As we work through these factors, it is important to frame this dispute and this claimant. This case is a quintessentially individual dispute imbued with a moderate degree of public interest. Ms. Lamson isn't a media company or whistleblower claimant who sought documents for the purpose of exposing matters of public interest or public misbehavior. She is a County employee who sought these documents for an altogether personal reason, i.e., to advance her employment litigation against the County. There is, to be sure, a general public interest in county government acting appropriately in its role as an employer. But it's a general one, a public interest in government complying with its MPIA obligations. The first-level questions with regard to fees are whether this request was motivated by and achieved a public interest that warrants a fee award and, alongside that, whether the County had a reasonable basis in the law for resisting disclosure. The second-level question for us is whether the circuit court abused its discretion in finding that this claim fell short.

#### Written exercise 1:
Answer these questions from the court excerpt on Ms. Lamson's fee claim:
(a) By whom is Ms. Lamson employed?
(b) Why did she seek the documents?
(c) What is the second-level question for the court?
#### Written exercise 2:
Pick up the court excerpt on Ms. Lamson's fee claim after its final sentence and keep writing it.
The records play no role in any of this.

#### Dataset rows:
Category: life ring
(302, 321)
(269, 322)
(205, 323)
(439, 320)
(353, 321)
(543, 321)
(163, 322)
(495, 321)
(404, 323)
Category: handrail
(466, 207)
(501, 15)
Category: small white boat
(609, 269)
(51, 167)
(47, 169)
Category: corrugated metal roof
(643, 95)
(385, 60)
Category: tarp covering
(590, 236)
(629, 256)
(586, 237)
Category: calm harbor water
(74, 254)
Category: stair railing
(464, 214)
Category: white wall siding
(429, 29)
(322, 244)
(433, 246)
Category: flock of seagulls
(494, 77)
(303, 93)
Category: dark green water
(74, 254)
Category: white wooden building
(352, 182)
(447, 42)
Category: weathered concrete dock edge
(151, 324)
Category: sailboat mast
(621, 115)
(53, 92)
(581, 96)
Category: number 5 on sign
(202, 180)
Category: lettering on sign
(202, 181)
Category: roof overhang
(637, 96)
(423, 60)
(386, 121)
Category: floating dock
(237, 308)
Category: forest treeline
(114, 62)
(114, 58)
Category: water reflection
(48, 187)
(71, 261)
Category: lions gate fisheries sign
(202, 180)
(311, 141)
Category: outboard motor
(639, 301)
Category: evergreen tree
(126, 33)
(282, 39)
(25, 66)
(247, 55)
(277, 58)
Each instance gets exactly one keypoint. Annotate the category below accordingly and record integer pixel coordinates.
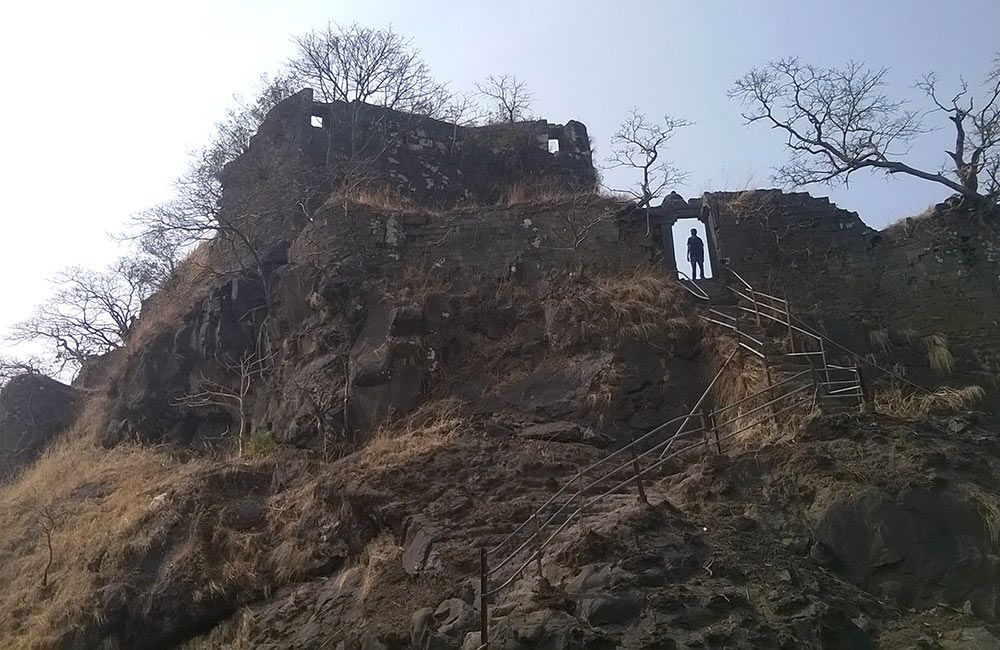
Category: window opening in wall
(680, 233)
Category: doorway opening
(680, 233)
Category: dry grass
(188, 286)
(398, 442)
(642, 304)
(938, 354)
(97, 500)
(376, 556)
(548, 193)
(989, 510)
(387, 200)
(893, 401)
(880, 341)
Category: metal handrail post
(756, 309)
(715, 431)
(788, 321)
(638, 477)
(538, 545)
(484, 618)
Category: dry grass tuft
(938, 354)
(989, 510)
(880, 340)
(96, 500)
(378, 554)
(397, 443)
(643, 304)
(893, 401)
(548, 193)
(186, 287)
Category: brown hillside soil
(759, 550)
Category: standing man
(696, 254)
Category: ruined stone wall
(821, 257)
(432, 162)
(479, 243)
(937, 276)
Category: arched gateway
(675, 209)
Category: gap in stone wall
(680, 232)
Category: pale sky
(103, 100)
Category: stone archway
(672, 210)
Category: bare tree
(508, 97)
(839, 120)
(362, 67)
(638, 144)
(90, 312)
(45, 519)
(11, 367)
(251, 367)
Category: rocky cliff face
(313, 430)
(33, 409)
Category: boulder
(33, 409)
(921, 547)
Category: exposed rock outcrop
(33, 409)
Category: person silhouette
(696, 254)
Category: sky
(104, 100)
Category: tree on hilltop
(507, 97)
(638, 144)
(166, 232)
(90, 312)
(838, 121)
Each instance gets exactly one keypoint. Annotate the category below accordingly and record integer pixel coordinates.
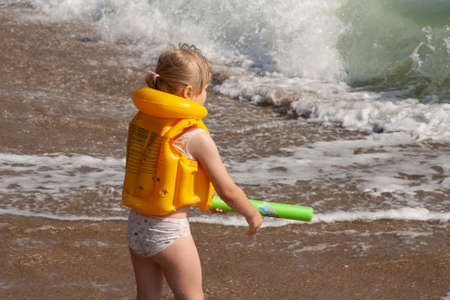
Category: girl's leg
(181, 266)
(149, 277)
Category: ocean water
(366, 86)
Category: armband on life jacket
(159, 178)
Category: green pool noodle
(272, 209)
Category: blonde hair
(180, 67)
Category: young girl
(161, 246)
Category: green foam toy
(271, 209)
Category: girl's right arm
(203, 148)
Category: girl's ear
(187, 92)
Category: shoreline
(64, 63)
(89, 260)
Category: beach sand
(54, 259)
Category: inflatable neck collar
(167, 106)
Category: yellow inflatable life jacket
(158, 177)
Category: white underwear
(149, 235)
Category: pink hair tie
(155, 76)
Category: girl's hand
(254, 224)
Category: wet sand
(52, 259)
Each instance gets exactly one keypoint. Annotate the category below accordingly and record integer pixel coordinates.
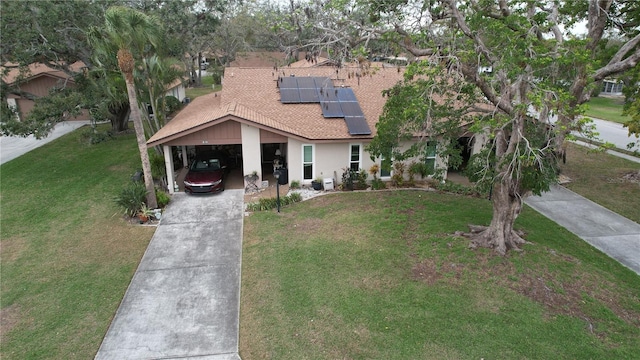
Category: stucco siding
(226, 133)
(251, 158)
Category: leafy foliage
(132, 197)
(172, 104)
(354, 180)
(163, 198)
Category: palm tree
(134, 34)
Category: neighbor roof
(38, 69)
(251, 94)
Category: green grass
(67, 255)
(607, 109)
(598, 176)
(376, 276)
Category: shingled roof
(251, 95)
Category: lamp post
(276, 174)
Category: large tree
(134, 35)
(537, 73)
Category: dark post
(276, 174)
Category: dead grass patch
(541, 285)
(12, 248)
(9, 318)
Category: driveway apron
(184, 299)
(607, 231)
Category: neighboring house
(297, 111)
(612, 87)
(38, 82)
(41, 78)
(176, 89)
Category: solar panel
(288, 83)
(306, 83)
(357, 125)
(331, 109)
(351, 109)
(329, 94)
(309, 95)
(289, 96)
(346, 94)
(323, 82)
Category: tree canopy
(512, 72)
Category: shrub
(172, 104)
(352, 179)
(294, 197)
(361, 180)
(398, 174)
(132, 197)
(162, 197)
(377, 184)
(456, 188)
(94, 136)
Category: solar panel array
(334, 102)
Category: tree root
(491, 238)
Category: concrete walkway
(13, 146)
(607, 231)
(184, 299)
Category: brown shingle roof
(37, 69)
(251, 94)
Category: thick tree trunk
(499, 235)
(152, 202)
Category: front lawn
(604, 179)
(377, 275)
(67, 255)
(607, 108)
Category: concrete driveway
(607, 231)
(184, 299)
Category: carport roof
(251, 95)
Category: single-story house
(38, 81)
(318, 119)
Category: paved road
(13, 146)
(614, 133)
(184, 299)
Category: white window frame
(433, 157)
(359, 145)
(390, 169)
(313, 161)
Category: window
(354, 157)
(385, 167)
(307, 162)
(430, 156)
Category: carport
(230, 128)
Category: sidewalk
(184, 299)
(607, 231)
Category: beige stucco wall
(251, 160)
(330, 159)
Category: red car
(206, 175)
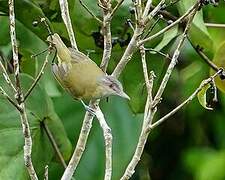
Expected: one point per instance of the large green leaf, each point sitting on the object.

#### Expected answer 1:
(a) The County.
(b) To advance her employment litigation against the County.
(c) Whether the circuit court abused its discretion in finding that this claim fell short.

#### Expected answer 2:
The first factor, the benefit to the public, looks at whether the information the party is seeking benefits the general public. Stromberg Metal Works v. Univ. of Md., 395 Md. 120, 129 (2006). Stromberg involved a ductwork subcontractor who requested documents relating to a construction project at the University of Maryland, prevailed on the merits, but was denied fees. Id. The Court of Appeals held that "'in weighing this factor a court should take into account the degree of dissemination and likely public impact that might be expected from a particular disclosure, '" and whether "'the complainant's victory is likely to add to the fund of information that citizens may use in making political choices.'" Id. at 132 (quoting Blue v. Bureau of Prisons, 570 F.2d 529, 533-34 (5th Cir. 1978)). Stromberg's interest was personal and commercial, and although there was a broader public interest in delays or cost overruns in public contracts, Stromberg had no intention to disseminate the records to the public. Id. at 132-33.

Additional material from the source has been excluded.